* Problem details *
Count the lines in the rows below that contain the string "light", and reply with only that number.

Begin Given information

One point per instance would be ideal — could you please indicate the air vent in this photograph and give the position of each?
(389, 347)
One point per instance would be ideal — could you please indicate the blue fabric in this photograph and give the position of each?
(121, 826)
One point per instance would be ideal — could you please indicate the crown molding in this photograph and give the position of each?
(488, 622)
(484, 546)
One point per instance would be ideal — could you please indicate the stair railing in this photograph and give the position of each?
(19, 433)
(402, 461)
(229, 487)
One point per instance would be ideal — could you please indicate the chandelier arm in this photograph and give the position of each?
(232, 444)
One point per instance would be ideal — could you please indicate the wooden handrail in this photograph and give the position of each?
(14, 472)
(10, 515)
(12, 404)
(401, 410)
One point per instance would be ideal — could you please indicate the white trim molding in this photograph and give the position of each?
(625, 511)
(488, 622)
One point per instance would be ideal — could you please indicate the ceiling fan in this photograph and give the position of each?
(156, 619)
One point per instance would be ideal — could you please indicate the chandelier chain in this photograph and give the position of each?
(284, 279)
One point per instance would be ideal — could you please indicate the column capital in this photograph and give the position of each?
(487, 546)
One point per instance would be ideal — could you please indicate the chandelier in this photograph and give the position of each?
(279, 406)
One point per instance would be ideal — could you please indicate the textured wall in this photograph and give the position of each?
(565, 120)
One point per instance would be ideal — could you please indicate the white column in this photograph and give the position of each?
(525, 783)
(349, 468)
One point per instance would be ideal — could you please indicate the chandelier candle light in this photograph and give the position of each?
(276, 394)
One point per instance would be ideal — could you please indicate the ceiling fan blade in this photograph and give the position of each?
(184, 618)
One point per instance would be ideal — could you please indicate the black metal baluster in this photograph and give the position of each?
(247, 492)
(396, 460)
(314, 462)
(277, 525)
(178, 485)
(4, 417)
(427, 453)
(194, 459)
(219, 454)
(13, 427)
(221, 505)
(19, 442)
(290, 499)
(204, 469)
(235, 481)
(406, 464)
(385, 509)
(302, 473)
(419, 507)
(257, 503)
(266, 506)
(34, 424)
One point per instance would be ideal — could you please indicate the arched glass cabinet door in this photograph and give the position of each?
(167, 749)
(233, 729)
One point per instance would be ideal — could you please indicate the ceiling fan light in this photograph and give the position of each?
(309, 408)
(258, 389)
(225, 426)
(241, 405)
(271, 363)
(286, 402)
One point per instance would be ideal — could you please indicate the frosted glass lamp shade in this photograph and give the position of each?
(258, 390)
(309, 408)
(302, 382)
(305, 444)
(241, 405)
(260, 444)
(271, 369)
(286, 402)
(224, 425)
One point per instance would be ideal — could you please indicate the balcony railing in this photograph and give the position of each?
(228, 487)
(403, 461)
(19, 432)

End Given information
Begin Given information

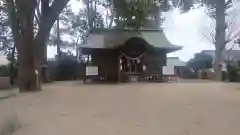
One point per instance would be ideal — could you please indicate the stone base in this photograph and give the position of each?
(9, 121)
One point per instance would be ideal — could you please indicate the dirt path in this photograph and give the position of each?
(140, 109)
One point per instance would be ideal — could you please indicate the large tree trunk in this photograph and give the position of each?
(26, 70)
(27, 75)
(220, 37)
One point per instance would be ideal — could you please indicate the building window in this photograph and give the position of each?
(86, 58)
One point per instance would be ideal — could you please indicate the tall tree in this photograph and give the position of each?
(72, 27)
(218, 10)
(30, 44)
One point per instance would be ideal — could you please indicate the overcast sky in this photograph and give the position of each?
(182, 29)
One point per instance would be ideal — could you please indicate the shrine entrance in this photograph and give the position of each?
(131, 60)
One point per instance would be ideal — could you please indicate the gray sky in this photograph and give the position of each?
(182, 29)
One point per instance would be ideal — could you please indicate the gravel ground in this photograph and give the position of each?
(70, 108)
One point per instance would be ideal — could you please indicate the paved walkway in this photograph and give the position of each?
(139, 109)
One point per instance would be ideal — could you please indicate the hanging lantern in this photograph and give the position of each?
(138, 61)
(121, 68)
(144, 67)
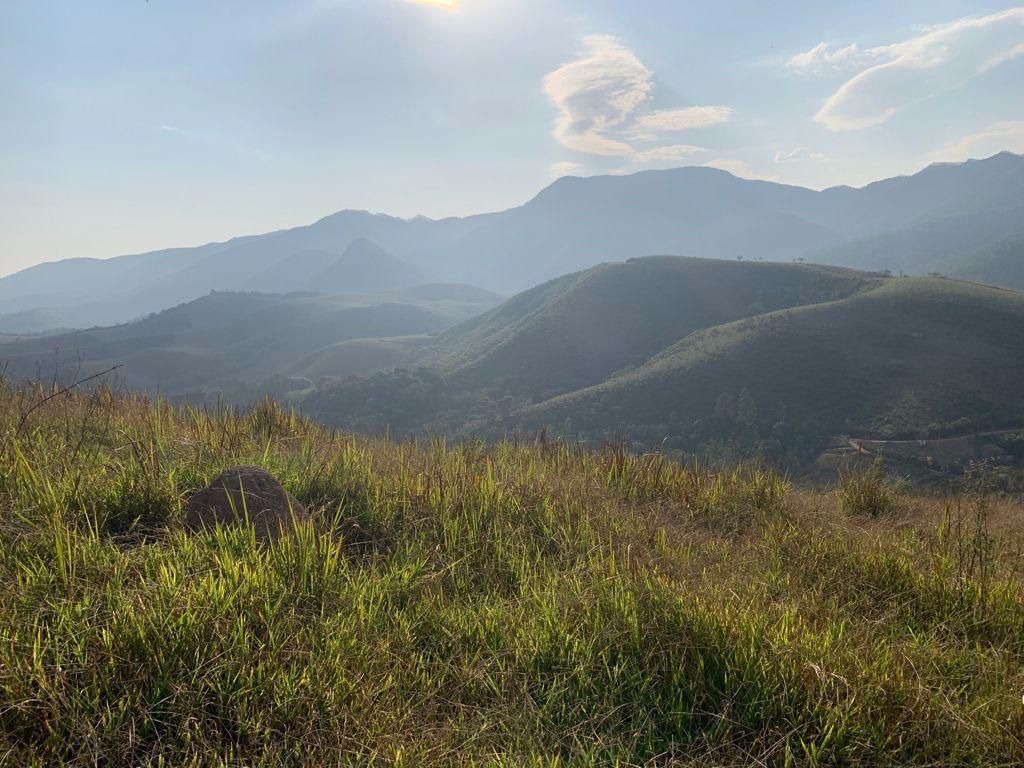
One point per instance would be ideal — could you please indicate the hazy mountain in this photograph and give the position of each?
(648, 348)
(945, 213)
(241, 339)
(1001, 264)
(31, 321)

End Given information

* Solved exercise *
2